— begin Given passage —

The Pattern, Stated Cleanly
Strip the domains away and the production loop is the same in both places:
# pseudocode shared by both worlds
while True:
context = observe() # market state | visitor context
arms = candidate_actions(context) # strategies | variants
scores = forecaster(context, arms) # XGBoost + transformer ensemble
arm = bandit_pick(arms, scores) # Thompson sampling / UCB
reward = act(arm) # trade fill | conversion event
update_online(arm, reward) # continual learning step
if rolling_eval(arm) < bar:
retire(arm) # death-spiral guard | guardrail trip
That loop is what the stock-prediction repo runs against markets, and what Experiment Flow runs against your website. The differences are in the noise model, the latency budget, and the regulatory surface — not in the algorithm.
Where to Read More
- github.com/lee101/stock-prediction — the open-source repo this post is drawn from. The bandit-flavoured allocator, Chronos-style forecaster, and PufferLib marketsim are all there, along with the deploy and singleton-lock infrastructure.
- Multi-Armed Bandits vs A/B Testing: When to Use Each — the same algorithm in conversion-rate clothing.
- Inside Our Neural Contextual Bandit Engine — how Experiment Flow runs continual learning for personalisation.
- Personalization at Scale: Using Contextual Bandits for Dynamic Content — contextual bandits when the context vector is non-trivial.
If you are running a trading research loop, the production CRO playbook is worth borrowing from. If you are running an experimentation programme, the disciplines that keep a trading desk honest will keep your A/B testing honest too. The algorithms are the same; the rigour is the lesson.

— end Given passage —
— begin Material shown —

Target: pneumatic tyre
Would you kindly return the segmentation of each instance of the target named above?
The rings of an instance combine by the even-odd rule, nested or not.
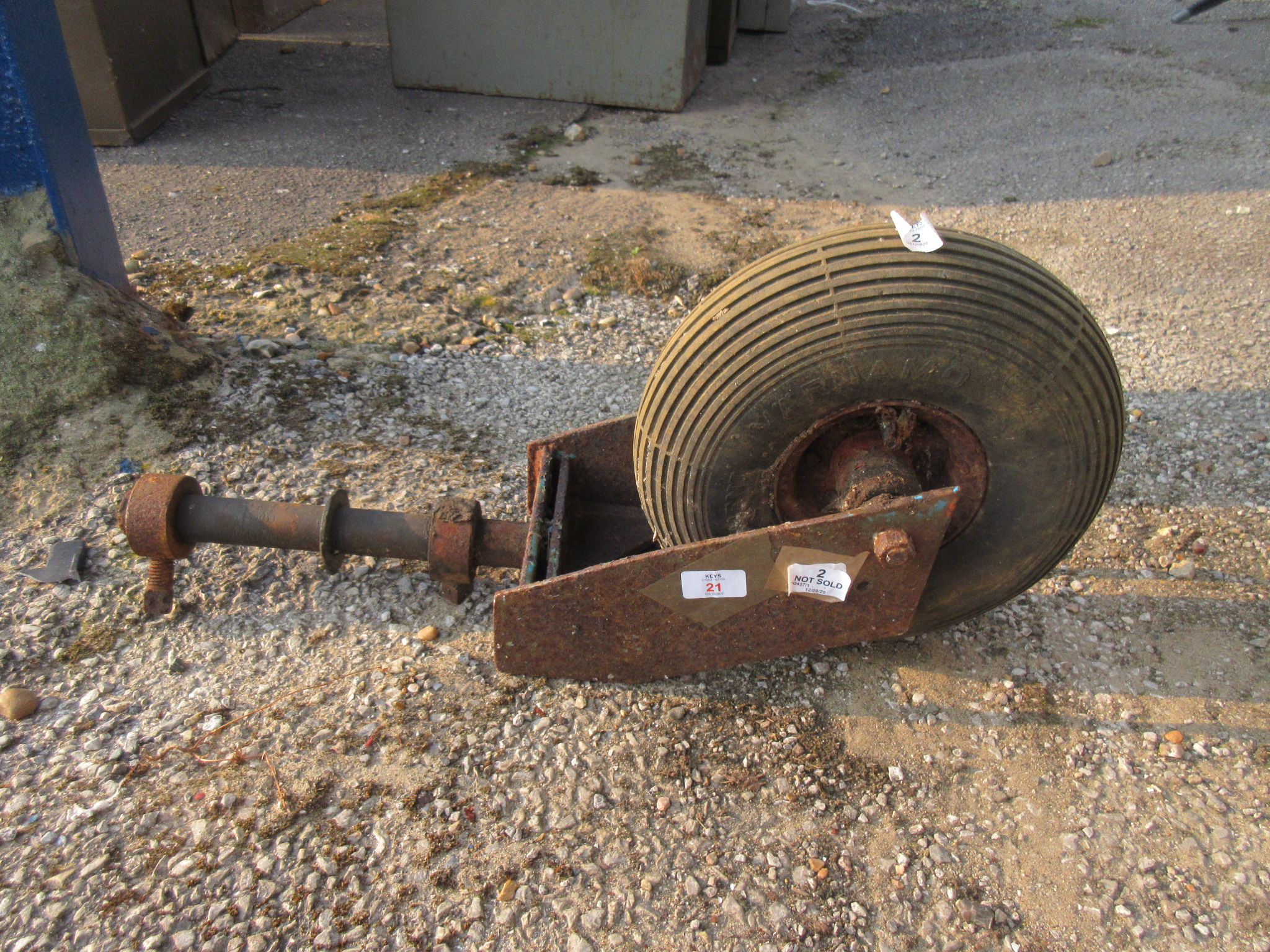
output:
[[[1120,457],[1110,348],[1035,261],[941,236],[930,254],[881,226],[808,239],[693,310],[636,416],[635,475],[662,545],[822,514],[823,457],[898,419],[923,489],[966,490],[913,631],[1010,599],[1072,548]]]

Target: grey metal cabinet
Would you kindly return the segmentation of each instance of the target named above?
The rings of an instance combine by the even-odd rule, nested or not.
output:
[[[677,112],[710,0],[387,0],[399,86]]]

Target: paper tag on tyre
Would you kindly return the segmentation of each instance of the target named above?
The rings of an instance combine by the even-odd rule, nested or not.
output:
[[[744,569],[679,572],[685,598],[744,598],[748,594]]]
[[[899,212],[892,212],[890,220],[895,222],[895,231],[899,232],[899,240],[904,242],[904,248],[909,251],[937,251],[944,248],[944,239],[940,237],[940,232],[931,225],[931,220],[926,217],[926,212],[922,212],[921,220],[913,225],[904,221],[904,216]]]
[[[786,570],[791,595],[822,595],[842,602],[851,589],[851,576],[845,562],[792,564]]]

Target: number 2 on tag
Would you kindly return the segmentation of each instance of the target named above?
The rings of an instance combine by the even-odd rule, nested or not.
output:
[[[820,595],[842,602],[847,598],[851,588],[851,576],[847,575],[845,562],[817,562],[815,565],[798,565],[787,569],[789,593],[791,595]]]

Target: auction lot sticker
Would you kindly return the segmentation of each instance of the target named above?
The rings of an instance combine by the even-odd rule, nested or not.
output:
[[[748,594],[744,569],[679,572],[679,586],[685,598],[744,598]]]
[[[834,602],[847,598],[851,576],[845,562],[817,562],[814,565],[789,566],[786,579],[791,595],[824,595]]]

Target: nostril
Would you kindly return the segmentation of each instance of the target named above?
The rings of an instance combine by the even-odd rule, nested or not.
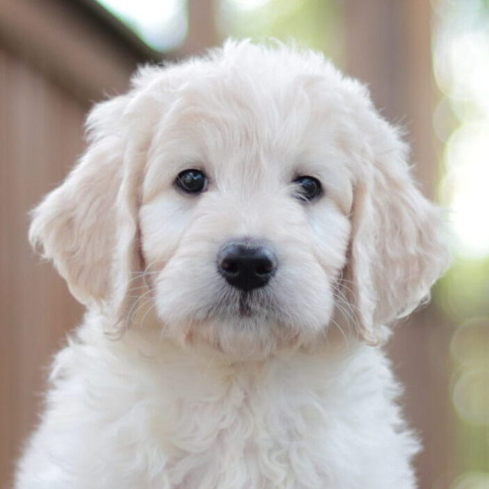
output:
[[[221,262],[220,266],[222,270],[230,275],[236,275],[239,272],[239,265],[234,259],[225,258]]]

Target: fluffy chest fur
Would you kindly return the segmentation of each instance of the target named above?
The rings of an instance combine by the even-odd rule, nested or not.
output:
[[[241,364],[202,353],[137,332],[114,342],[86,325],[56,361],[31,444],[47,440],[50,463],[26,461],[44,467],[35,487],[413,487],[417,445],[378,350]]]

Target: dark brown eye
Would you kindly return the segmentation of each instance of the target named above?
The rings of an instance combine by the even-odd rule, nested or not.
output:
[[[200,193],[207,188],[207,177],[200,170],[184,170],[177,177],[175,184],[186,193]]]
[[[297,184],[296,196],[301,200],[313,200],[323,193],[321,182],[314,177],[298,177],[294,183]]]

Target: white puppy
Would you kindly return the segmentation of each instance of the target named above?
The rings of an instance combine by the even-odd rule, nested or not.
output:
[[[31,230],[87,313],[16,488],[416,487],[378,345],[447,258],[366,89],[230,42],[88,128]]]

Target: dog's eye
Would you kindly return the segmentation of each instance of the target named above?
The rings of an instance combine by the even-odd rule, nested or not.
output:
[[[301,200],[312,200],[319,197],[323,192],[321,182],[314,177],[298,177],[294,183],[298,186],[296,196]]]
[[[184,170],[178,174],[175,184],[187,193],[200,193],[207,188],[207,177],[200,170]]]

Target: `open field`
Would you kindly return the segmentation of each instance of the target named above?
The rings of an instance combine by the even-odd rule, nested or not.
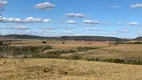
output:
[[[42,41],[46,41],[46,44],[43,44]],[[65,42],[65,44],[62,44]],[[109,47],[109,42],[96,42],[96,41],[58,41],[58,40],[16,40],[11,42],[10,46],[51,46],[49,51],[57,50],[76,50],[78,47],[98,47],[98,49],[89,50],[89,51],[80,51],[76,52],[81,54],[83,57],[91,58],[118,58],[118,59],[127,59],[127,60],[142,60],[142,44],[119,44],[117,46]],[[76,54],[73,53],[73,54]],[[62,56],[70,56],[72,53],[62,54]]]
[[[0,59],[0,79],[141,80],[142,66],[57,59]]]
[[[42,41],[47,43],[43,44]],[[16,56],[17,59],[15,57],[0,59],[0,80],[142,79],[142,44],[118,44],[110,47],[108,42],[26,39],[10,43],[8,48],[15,47],[15,51],[20,49],[20,52],[16,52],[18,56],[25,54],[25,52],[25,55],[28,56],[29,54],[39,54],[40,56],[30,56],[29,58],[25,56],[24,58],[17,58]],[[24,46],[24,48],[21,46]],[[5,48],[7,49],[7,47]],[[22,52],[22,50],[25,50],[25,52]],[[1,51],[2,54],[10,54],[8,51]],[[45,57],[47,58],[45,59]],[[115,61],[108,63],[112,62],[110,60]]]

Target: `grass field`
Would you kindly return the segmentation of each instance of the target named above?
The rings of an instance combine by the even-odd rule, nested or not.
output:
[[[142,61],[141,44],[119,44],[109,47],[108,42],[18,40],[10,46],[51,46],[44,52],[77,50],[78,47],[96,49],[61,54],[69,57],[79,54],[81,60],[66,59],[0,59],[0,80],[141,80],[142,66],[107,62],[84,61],[94,59],[123,59]],[[65,44],[63,44],[65,42]],[[44,54],[42,52],[42,54]],[[40,53],[41,54],[41,53]]]
[[[138,65],[57,59],[0,59],[0,80],[141,79],[142,66]]]

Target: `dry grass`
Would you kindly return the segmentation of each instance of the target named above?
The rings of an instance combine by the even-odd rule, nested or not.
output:
[[[137,65],[55,59],[0,59],[0,64],[0,80],[142,79]]]
[[[65,44],[62,44],[65,42]],[[91,43],[91,44],[90,44]],[[42,44],[42,40],[22,40],[13,42],[11,46],[46,46],[50,45],[54,49],[72,49],[80,46],[86,47],[104,47],[108,46],[107,42],[95,42],[95,41],[47,41],[47,44]]]

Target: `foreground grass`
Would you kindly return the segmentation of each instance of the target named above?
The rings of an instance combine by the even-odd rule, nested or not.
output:
[[[142,66],[58,59],[0,59],[0,80],[141,80]]]

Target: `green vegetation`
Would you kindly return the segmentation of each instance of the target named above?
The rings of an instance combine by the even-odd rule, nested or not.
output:
[[[97,47],[78,47],[77,48],[78,51],[88,51],[92,49],[98,49],[98,48]]]

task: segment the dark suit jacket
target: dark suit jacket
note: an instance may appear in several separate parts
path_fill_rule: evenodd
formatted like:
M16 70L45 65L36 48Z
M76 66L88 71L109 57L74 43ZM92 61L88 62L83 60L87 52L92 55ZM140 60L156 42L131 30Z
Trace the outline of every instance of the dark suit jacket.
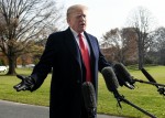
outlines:
M109 66L95 36L85 32L90 46L92 84L97 93L98 71ZM78 44L68 28L50 35L45 51L34 67L32 77L37 89L53 68L51 82L51 118L80 118L81 84L85 69Z

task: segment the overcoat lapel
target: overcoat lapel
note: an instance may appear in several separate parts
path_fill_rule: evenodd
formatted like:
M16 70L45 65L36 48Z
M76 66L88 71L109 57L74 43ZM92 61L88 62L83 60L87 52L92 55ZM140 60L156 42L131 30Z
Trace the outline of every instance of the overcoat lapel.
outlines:
M78 62L79 65L80 63L80 53L79 53L79 47L78 44L74 37L74 34L72 33L70 29L67 29L65 31L65 44L68 47L68 50L72 52L74 58Z

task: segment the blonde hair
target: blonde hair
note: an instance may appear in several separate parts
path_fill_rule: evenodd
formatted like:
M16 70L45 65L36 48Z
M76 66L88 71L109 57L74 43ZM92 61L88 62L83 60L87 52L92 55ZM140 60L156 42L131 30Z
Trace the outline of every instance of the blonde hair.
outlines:
M68 9L67 9L67 14L66 17L69 18L69 15L75 12L76 10L88 10L88 7L86 6L82 6L82 4L74 4L74 6L70 6Z

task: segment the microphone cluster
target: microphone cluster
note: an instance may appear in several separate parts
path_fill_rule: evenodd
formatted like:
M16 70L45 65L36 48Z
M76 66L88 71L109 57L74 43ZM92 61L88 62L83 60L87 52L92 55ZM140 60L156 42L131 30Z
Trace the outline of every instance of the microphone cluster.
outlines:
M118 71L120 71L120 72L122 73L122 75L124 75L124 81L127 81L127 82L129 83L129 85L125 84L124 81L121 79L122 76L120 76L120 79L119 79L119 78L118 78L119 75L118 75L118 77L117 77L116 73L113 72L113 68L110 67L110 66L102 68L101 74L102 74L102 76L103 76L103 78L105 78L105 82L106 82L106 85L107 85L108 90L110 90L110 92L113 93L113 95L114 95L114 97L116 97L116 99L117 99L117 101L118 101L120 108L121 108L120 101L123 101L123 103L125 103L125 104L128 104L128 105L130 105L130 106L136 108L138 110L142 111L143 114L145 114L145 115L147 115L147 116L150 116L150 117L152 117L152 118L156 118L154 115L152 115L152 114L147 112L146 110L144 110L144 109L138 107L136 105L130 103L128 99L124 98L123 95L120 95L120 94L119 94L119 92L118 92L119 84L120 84L120 85L125 85L127 87L129 87L129 88L131 88L131 89L132 89L132 87L134 88L134 86L133 86L133 81L131 79L130 74L129 74L125 69L123 69L123 66L122 66L122 65L121 65L121 66L118 65L118 66L116 66L116 68L117 68ZM116 69L116 71L117 71L117 69ZM122 72L122 69L123 69L123 72ZM124 72L124 71L125 71L125 72ZM119 73L118 73L118 74L119 74ZM122 81L122 82L120 82L120 81ZM119 83L119 82L120 82L120 83Z

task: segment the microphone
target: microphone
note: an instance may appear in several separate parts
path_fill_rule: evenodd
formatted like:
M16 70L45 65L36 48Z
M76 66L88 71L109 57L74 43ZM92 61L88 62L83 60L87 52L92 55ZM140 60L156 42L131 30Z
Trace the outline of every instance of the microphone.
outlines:
M114 97L118 99L120 97L117 88L119 87L119 83L117 79L117 76L112 69L112 67L108 66L108 67L103 67L101 71L101 74L105 78L107 88L113 93Z
M157 84L157 82L146 72L145 68L141 68L142 73L145 75L145 77L148 79L148 82L151 82L153 85L155 85L157 87L157 92L161 95L165 96L165 85L163 84Z
M156 118L154 115L152 115L152 114L145 111L144 109L140 108L139 106L136 106L136 105L130 103L128 99L124 98L124 96L121 96L121 95L118 93L118 89L117 89L117 88L119 87L119 83L118 83L118 79L117 79L117 76L116 76L113 69L112 69L110 66L103 67L102 71L101 71L101 73L102 73L102 75L103 75L103 78L105 78L107 88L108 88L110 92L113 93L113 95L114 95L114 97L117 98L117 101L118 101L120 108L122 108L120 101L123 101L123 103L125 103L125 104L128 104L128 105L130 105L130 106L136 108L138 110L144 112L145 115L147 115L147 116L150 116L150 117L152 117L152 118Z
M117 63L113 65L114 73L119 81L120 86L127 86L130 89L134 89L134 81L133 77L130 75L129 71L122 63Z
M97 115L97 101L96 101L95 88L90 82L85 82L82 84L81 89L82 89L85 107L88 111L88 118L95 118Z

— end Material shown —

> [What to do]
A: Reproduce the post on the shared bandit loop word for word, starting with "- Multi-Armed Bandits" and going on through "learning for personalisation.".
B: Using the post on the shared bandit loop, answer yes or no to each statement and back each answer with the deciding words of the post, quoted exactly: (i) The differences between the trading and website settings lie in the algorithm. (ii) The open-source repo includes deploy and singleton-lock infrastructure. (iii) One linked piece describes how Experiment Flow runs continual learning for personalization.
This material was drawn from a separate source.

> [In response]
A:
- Multi-Armed Bandits vs A/B Testing: When to Use Each — the same algorithm in conversion-rate clothing.
- Inside Our Neural Contextual Bandit Engine — how Experiment Flow runs continual learning for personalisation.

B:
(i) No: "The differences are in the noise model, the latency budget, and the regulatory surface — not in the algorithm."
(ii) Yes: "along with the deploy and singleton-lock infrastructure."
(iii) Yes: "how Experiment Flow runs continual learning for personalisation."